BEGIN READING PASSAGE
Talk-Polywell.org

djolds1 wrote:Assuming a Polywell demonstrator works in say 3-10 years, would a developed reactor be able to burn He3-He3, or does Polywell's performance "max out" with pB11?

The characteristics of He3-He3 (cross-section, reactivity, Lawson criterion) are at least an order of magnitude below those for pB11. (There is a graph of reactivity on p. 7 of this presentation.) In addition, He3 is hard to come by. There might be some circumstances where the He3-He3 reaction has advantages over p-B11, but I don't know what they would be.

Art Carlson wrote:There might be some circumstances where the He3-He3 reaction has advantages over p-B11, but I don't know what they would be.

Well lets assume Polywell works, it changes everything. PB-11 to get us off the Earth, but on/near the Moon use He. Only cause there should be a ton of the stuff available.
END READING PASSAGE
BEGIN EXCERPTED RECORDS
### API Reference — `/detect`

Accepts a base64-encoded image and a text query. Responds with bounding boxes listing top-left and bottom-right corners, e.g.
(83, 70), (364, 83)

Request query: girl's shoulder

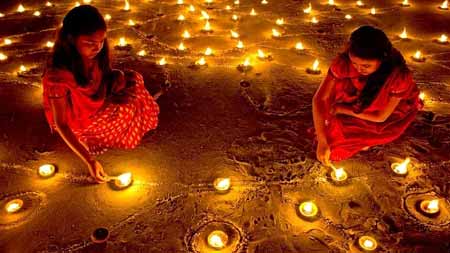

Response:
(329, 53), (359, 79)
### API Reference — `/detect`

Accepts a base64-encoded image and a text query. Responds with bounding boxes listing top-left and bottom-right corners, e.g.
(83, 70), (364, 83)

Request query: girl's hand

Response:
(88, 160), (108, 183)
(316, 141), (331, 166)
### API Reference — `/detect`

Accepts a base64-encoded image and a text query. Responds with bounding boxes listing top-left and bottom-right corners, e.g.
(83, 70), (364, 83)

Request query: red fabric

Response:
(326, 56), (422, 161)
(43, 68), (159, 154)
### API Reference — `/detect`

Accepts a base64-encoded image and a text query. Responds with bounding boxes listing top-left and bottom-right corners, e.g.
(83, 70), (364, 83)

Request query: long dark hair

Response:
(343, 26), (409, 113)
(47, 5), (111, 86)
END EXCERPTED RECORDS
WHAT TO WORK ON:
In the Polywell forum thread, how do the cross-section, reactivity, and Lawson criterion of He3-He3 compare with those of pB11?

FULL ANSWER:
They are at least an order of magnitude below those for pB11.